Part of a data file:
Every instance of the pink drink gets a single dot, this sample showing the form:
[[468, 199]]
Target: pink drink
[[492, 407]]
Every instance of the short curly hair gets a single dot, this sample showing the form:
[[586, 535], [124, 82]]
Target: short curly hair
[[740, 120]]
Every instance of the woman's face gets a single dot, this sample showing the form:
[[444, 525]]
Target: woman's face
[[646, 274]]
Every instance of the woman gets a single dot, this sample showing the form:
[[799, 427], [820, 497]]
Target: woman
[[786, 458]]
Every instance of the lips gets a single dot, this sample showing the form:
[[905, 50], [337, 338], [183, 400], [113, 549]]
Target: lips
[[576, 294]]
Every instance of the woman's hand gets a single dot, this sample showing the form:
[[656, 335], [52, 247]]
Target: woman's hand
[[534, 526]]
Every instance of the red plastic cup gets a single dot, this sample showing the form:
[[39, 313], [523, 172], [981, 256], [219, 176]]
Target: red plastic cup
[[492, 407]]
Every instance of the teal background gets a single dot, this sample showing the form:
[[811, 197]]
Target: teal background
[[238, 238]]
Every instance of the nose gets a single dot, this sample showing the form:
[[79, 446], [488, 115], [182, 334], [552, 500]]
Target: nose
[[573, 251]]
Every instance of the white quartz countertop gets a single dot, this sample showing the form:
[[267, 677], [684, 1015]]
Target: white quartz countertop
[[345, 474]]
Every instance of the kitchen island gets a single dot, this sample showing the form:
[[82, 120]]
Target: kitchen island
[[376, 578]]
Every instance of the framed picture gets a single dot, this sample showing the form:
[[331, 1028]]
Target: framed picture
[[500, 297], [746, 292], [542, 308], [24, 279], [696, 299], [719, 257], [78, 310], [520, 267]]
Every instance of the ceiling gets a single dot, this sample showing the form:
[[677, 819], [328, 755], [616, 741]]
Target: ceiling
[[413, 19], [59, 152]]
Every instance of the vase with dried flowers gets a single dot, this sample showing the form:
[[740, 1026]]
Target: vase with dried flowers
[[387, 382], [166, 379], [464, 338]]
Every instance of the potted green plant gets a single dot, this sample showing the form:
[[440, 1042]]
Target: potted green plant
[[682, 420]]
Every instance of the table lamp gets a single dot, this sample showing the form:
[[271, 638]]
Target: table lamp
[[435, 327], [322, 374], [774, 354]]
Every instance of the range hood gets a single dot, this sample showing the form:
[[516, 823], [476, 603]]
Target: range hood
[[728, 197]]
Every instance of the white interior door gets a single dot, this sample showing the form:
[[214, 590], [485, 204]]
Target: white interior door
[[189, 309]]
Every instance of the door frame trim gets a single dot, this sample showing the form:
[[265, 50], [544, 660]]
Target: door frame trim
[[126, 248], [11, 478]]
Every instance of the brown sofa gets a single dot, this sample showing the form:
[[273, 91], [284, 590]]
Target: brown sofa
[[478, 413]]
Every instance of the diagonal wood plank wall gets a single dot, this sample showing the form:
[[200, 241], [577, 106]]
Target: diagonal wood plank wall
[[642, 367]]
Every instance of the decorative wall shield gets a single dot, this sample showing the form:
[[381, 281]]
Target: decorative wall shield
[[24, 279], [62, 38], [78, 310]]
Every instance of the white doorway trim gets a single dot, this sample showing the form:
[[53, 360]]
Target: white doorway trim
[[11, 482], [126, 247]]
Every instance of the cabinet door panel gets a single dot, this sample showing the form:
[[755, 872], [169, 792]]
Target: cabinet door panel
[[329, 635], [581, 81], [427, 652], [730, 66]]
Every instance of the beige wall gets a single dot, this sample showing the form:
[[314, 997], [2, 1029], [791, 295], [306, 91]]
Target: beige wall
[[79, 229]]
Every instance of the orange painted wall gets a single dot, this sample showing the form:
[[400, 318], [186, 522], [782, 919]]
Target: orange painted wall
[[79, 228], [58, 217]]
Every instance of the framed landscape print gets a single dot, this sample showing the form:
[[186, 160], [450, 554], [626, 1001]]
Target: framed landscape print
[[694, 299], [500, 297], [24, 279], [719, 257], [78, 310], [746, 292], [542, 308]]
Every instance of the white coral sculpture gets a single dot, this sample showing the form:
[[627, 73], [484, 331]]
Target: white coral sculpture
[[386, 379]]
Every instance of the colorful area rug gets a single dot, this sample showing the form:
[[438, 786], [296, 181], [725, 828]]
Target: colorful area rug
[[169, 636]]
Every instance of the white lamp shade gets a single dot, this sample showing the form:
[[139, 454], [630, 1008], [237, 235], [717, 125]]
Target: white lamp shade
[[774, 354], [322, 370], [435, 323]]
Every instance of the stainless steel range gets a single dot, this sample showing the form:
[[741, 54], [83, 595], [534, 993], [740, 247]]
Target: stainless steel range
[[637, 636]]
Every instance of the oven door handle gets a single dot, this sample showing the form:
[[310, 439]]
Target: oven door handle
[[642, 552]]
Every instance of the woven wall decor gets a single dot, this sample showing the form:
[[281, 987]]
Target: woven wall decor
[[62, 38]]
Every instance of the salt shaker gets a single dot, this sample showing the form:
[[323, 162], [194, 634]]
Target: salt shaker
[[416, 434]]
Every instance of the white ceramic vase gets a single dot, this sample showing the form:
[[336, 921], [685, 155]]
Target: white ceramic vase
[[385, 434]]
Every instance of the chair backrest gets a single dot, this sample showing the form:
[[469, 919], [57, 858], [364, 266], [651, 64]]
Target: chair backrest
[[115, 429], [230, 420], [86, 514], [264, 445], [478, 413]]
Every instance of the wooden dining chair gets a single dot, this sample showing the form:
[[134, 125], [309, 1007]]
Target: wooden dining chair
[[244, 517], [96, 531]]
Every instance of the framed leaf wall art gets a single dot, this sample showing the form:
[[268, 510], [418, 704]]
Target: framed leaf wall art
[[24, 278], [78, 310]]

● **The exercise**:
From the line holding "Every instance of the white coral" to the last line of the records, quote each line exactly and add nothing.

● **Completed exercise**:
Every instance of the white coral sculpture gets a single dot, this sample showing the form:
[[627, 73], [484, 331]]
Target: white coral sculpture
[[386, 379]]
Every instance of the colorful area rug gets a single dot, this sample showing the form:
[[438, 786], [296, 181], [725, 828]]
Target: colorful area rug
[[169, 636]]
Every instance of the white lamp shade gets a single dot, this sample showing the form:
[[139, 454], [630, 1008], [237, 235], [717, 125]]
Target: white lamp shade
[[774, 354], [322, 370], [435, 323]]
Every instance of the stainless steel range gets a single dot, this sample showing the form:
[[741, 54], [83, 595], [534, 993], [740, 247]]
Target: stainless steel range
[[637, 636]]
Every instance of the oven door handle gets a single dot, this sample showing the form:
[[310, 439]]
Target: oven door handle
[[642, 552]]
Every instance of the woven wall decor gets a single dot, this sample showing the form:
[[281, 987]]
Target: woven wall decor
[[62, 38]]
Every instance of the salt shaker gets a single dot, this sample showing the form:
[[323, 162], [194, 634]]
Target: salt shaker
[[416, 434]]
Every instance of the white ceramic vase gets a single dot, this sample showing the form:
[[336, 921], [685, 155]]
Target: white ceramic vase
[[385, 434]]
Every instance of the chair backrest gets a single dot, this sample showing the form:
[[469, 919], [57, 858], [364, 266], [651, 64]]
Target: chair backrest
[[115, 429], [230, 420], [86, 514], [264, 445], [478, 413]]
Every instance of the wooden dining chair gets a single dot, this sample showing the form:
[[134, 125], [309, 1007]]
Target: wooden dining chair
[[244, 517], [96, 531]]
Every instance of the framed leaf wall art gets a single dot, this sample showing the form:
[[268, 510], [418, 704]]
Target: framed leaf wall art
[[24, 278], [78, 310]]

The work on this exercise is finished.